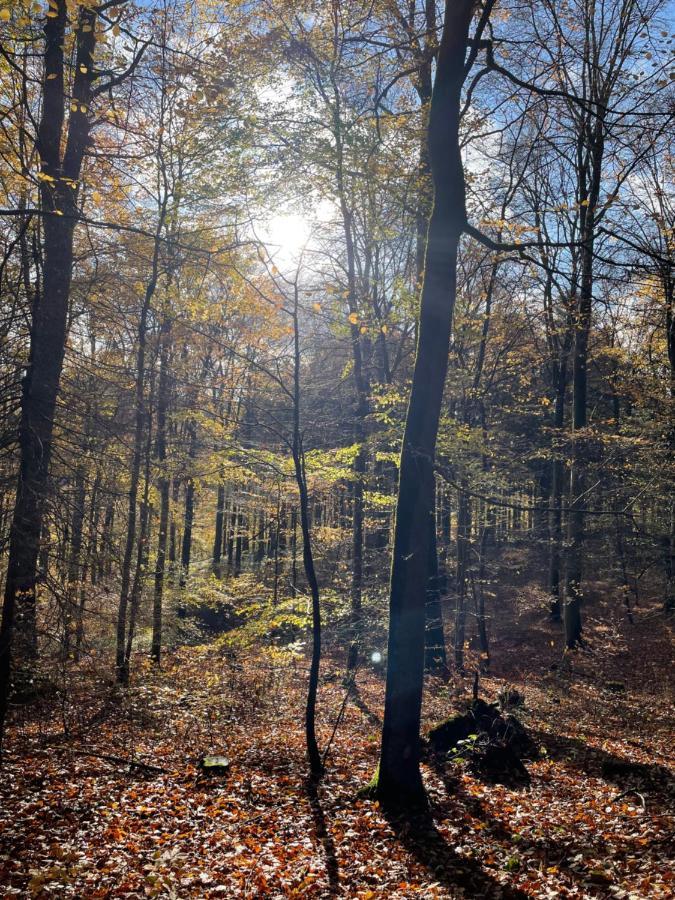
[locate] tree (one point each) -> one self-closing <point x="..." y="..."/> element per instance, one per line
<point x="398" y="777"/>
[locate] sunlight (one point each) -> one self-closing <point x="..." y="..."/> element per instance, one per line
<point x="286" y="235"/>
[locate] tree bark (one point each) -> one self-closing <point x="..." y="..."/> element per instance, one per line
<point x="60" y="174"/>
<point x="399" y="779"/>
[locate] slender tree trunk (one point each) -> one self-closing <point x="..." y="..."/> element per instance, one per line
<point x="189" y="514"/>
<point x="218" y="537"/>
<point x="163" y="394"/>
<point x="313" y="755"/>
<point x="463" y="547"/>
<point x="75" y="561"/>
<point x="121" y="666"/>
<point x="435" y="658"/>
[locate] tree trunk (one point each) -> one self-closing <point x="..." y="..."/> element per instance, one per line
<point x="399" y="779"/>
<point x="58" y="194"/>
<point x="313" y="755"/>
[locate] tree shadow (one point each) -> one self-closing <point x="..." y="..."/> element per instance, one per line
<point x="422" y="839"/>
<point x="619" y="770"/>
<point x="324" y="836"/>
<point x="361" y="705"/>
* * * * *
### [Exercise description]
Retype the whole listing exactly and leave the pictures out.

### [Solution to this task]
[locate] tree (one point each) -> one self-closing <point x="..." y="..."/> element per instance, one per line
<point x="398" y="777"/>
[locate] sunlight (one point each) -> one self-closing <point x="..." y="..."/> element per instance, one per line
<point x="286" y="235"/>
[locate] tree bark (one point each) -> one self-closing <point x="..." y="..."/> element per instance, one per line
<point x="60" y="174"/>
<point x="399" y="779"/>
[locate] slender tree trunk (one point each) -> one self-closing <point x="..." y="..."/> element per instance, one per line
<point x="189" y="514"/>
<point x="218" y="537"/>
<point x="163" y="394"/>
<point x="313" y="755"/>
<point x="463" y="547"/>
<point x="75" y="561"/>
<point x="121" y="666"/>
<point x="435" y="658"/>
[locate] tree trunk (one point each) -> one self-closing <point x="..." y="..."/> element per instance, one per line
<point x="399" y="779"/>
<point x="58" y="194"/>
<point x="313" y="755"/>
[locate] tree shadow (one point each) -> one self-closing <point x="..." y="..."/> element per instance, one per line
<point x="422" y="839"/>
<point x="619" y="770"/>
<point x="324" y="836"/>
<point x="361" y="705"/>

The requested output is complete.